§ **Aim of the exercise**
Extend the blog post below about locking out the knees and elbows during exercise, starting after its last sentence.

§ **Document section**
########

Exercise form – informed?

Locking it up

963 words – estimated reading time: 4mins, 50s.

One of the things (and there’s a lot) that really perplexes me with exercise is the range of rules and guidelines that surround exercise and exercise technique. What I’m talking about here are the things that exercise professionals seem to repeat and reinforce automatically – and I’m suggesting perhaps at times unthinkingly. I’ve witnessed this in gym settings, exercise classes and also in strength and conditioning settings. You’ve all heard it – ‘engage your core – knees over toes – be careful not to lock your knees out!’

We’ll look at the ridiculousness of the engaged core comment in another blog, but I’d like to explore that ‘locked knees’ comment a little further. This is something that I often hear when assessing students instructing exercises. My question is always – Why is that? They’d inevitably answer with a blank stare, or with ‘it’s to protect your joints’.OK! No wait!….what? Really? I shouldn’t be fully extending my joints to avoid injuring them? Somehow that just doesn’t seem right!

I’m immediately intrigued and I’m really going to need to understand the logic and rationale behind such advice. I’m probably also going to want to see some research evidence. Why are you accepting and repeating this instruction if you really have no idea why? So, I’m trying to think what the logical arguments might be. Obviously I don’t want to move my elbow or my knee (or any joint) into hyperextension. But unless I have a hypermobile joint there should be little risk of that, provided I complete the exercise under control – which presumably a competent exercise instructor would ensure I do.Maybe it has to do with loads then? But again, I should only be dealing with loads that I can control and manage. If I’m at home and helping to lift a fridge then I’m probably going to fully extend and lock my knees during the lift and my elbows will undoubtedly be fully extended and under load – functionally that’s what we have to do! I understand that ballistically loading a joint at its end range is not going to be healthy, but so maybe the instruction needs to be around the speed of contraction and control of the movement rather than focusing solely on the disputable end point or extension. At this point I’m also thinking about crossfit and other extreme style exercise classes, and I wonder about the safety of multiple repetitions performed at speed and under fatigue and maybe
accelerating into the joint end range.

Scouring the research databases, I was unable to find any research that investigated or implicated locking knees or elbows out during resistance training in injury. I wondered whether Olympic weight lifters or power lifters – athletes who are more likely to emphasise high velocity and/or highly loaded weight training movements – may have a greater exposure to injurious forces and I imagine lots of joint injuries. Training status aside, I’m not convinced that those are normal physiological loads for joints. Turns out those athletes are not injured anywhere as much as I’d thought, in fact less than most team sport athletes (e.g. Keogh & Winwood, 2017). But the instruction has to have come from somewhere! Searching the web I can find plenty of assertions that locking out is dangerous, but no evidence other than the suggestion that ‘all of the load is going on your joints’. There is also the fairly hazy claim that locking out is cheating in that it provides a brief respite from exercise and unloads the muscle. That seems a fairly spurious argument as the instructor really has the ability to specify and coach the length of any pause in transitions from extension to flexion. This advice has to have come from somewhere – but I couldn’t find where . Perhaps somebody hurt their knee on a leg press or popped a biceps tendon during a curl – however it started, it has since become an urban myth. If anyone has solid contrary evidence, please let me know.

########

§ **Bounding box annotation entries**
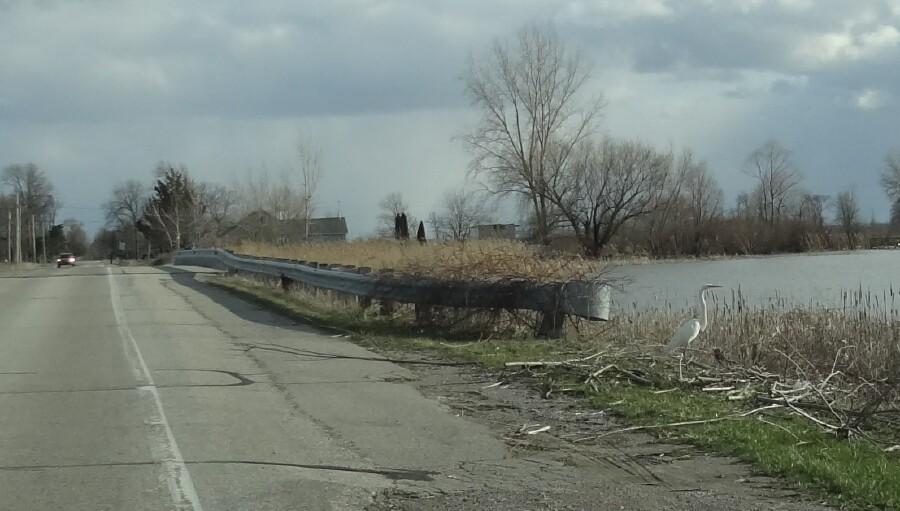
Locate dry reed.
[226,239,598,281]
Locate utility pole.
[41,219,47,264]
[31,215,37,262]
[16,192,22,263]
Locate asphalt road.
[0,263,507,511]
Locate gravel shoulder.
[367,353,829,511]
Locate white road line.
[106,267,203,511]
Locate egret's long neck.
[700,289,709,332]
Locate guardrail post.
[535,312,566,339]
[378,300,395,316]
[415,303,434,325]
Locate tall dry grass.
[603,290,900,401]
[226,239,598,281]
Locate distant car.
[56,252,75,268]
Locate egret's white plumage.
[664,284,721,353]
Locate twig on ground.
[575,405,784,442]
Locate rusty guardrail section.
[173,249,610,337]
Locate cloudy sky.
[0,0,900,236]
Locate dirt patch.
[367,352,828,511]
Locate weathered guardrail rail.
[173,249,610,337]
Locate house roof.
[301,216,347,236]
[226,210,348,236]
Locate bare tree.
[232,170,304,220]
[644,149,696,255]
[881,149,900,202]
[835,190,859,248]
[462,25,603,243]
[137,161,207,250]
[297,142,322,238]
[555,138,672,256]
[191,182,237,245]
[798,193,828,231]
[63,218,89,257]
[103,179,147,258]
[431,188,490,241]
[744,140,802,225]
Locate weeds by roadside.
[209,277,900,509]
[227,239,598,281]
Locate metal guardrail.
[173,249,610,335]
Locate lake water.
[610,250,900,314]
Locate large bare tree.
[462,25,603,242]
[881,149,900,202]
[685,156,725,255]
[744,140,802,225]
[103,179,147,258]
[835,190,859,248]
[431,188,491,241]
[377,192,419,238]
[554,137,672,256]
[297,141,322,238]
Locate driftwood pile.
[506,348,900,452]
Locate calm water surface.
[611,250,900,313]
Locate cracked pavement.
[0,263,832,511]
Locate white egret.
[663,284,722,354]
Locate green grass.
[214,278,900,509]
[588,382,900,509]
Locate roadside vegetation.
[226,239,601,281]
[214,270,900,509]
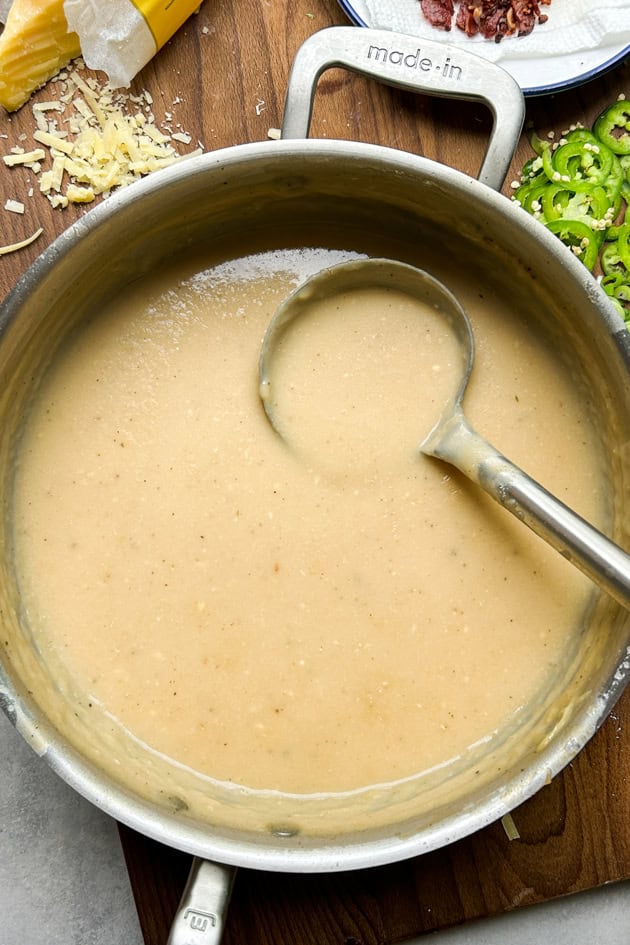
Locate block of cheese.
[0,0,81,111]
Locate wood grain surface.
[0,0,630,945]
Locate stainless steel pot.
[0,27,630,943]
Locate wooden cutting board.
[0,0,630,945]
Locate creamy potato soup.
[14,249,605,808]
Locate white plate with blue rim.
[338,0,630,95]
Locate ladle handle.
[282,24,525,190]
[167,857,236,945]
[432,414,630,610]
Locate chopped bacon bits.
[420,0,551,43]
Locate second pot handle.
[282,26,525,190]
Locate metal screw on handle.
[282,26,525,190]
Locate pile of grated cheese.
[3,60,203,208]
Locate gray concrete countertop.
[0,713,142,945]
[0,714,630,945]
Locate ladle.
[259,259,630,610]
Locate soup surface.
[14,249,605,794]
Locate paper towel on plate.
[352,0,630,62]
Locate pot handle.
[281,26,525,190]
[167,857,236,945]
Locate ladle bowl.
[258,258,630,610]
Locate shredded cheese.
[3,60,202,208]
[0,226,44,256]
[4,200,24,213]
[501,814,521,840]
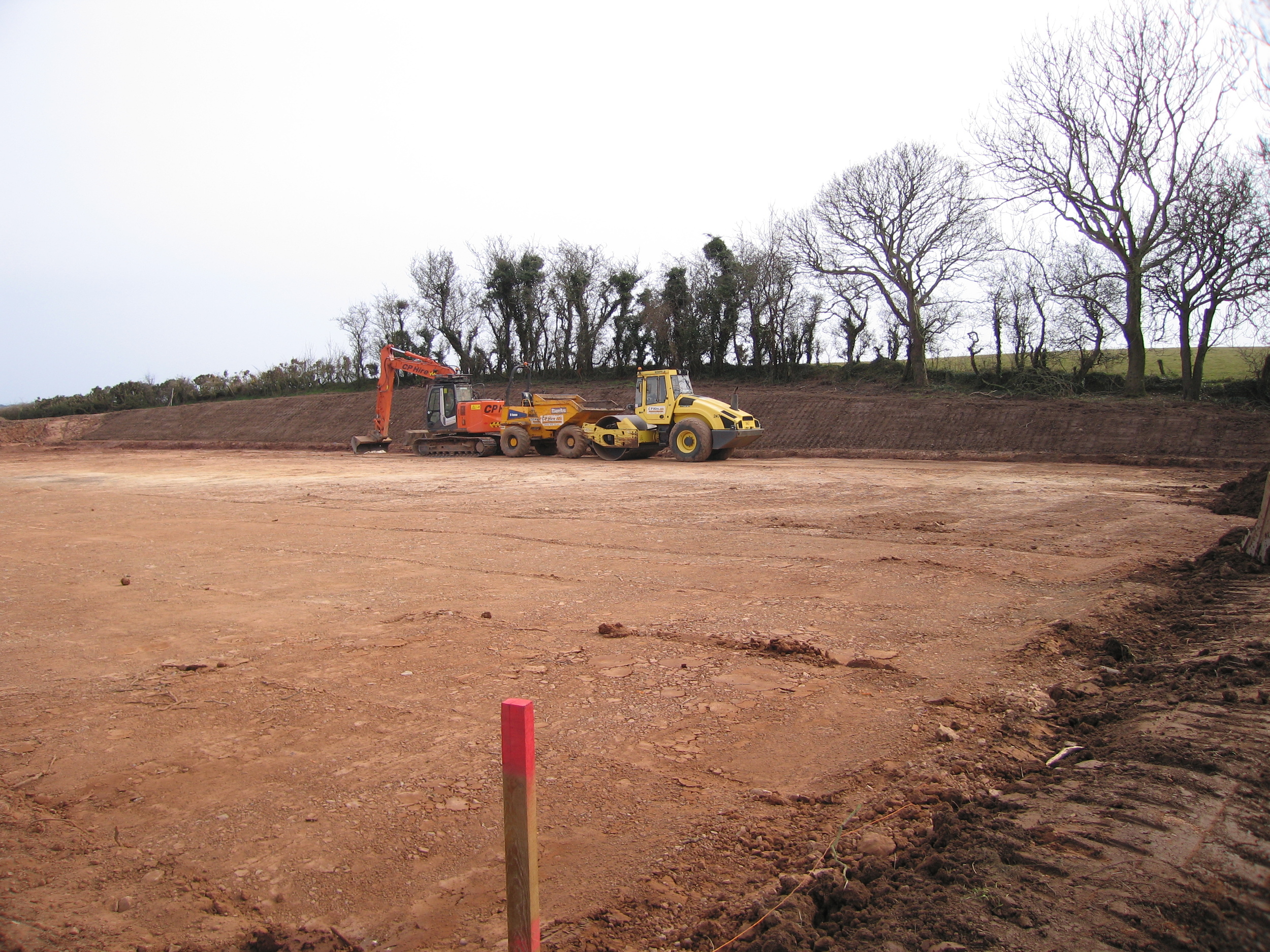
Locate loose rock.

########

§ **Final answer**
So, as I understand it the rationale for avoid fully extending joints during weight training seems to be 1. there’s an increased risk of joint injury through excessive loading, and 2. it reduces or interrupts the time under tension (and thus overall work) for a muscle or muscle group – neither assertion offers any supporting evidence. I’m afraid that I can’t offer any more insight than that. Possibly because this is another one of those things that are just out there, and that can’t really be proved or disproved. Readers of this blog will already know how agitated I get with those sorts of impasses – because by default they usually continue to fly! On one hand I find this kind of amusing, but then I think – hang on this is my profession and these are exercise professionals perpetuating misinformation….

That said, all of this doesn’t really interfere with my intended message. The perception is that one of the most important determinants for becoming an excellent exercise professional is knowing stuff (theory – knowing that) and knowing how to do stuff (application – knowing how). While I’m sure that no one really believes that is all that is required, it often seems as though in our haste to apply ‘knowledge’, understanding the important connections between knowing that and knowing how get lost in the process. I’m borrowing from Quinn et al (1996) here to suggest that knowing why (and caring why) are just as important for professional competence. My advice is to always be a curious professional. Don’t just parrot – think and question. Think about what you do and why you do it. As with my locking out problem presented here, you may not always find satisfactory answers, but uncovering uncertainty might help you to be a bit more judicious with your subsequent advice. Perhaps you would only use this kind of cautionary instruction or advice for those that we think may be at greater risk – someone with a prior joint injury, a hypermobile joint or someone who is generally not otherwise compliant with meaningful instruction.

Later,

Phil


References

  1. Keogh, J.W.L., Winwood, P.W. (2017) The Epidemiology of Injuries Across the Weight-Training Sports. Sports Med 47; 479–501.
  2. Quinn, J., Anderson, P., & Finkelstein S, (1996). Managing the professional intellect: Making the most of the best. Harvard Business Review, March-April: 71–80.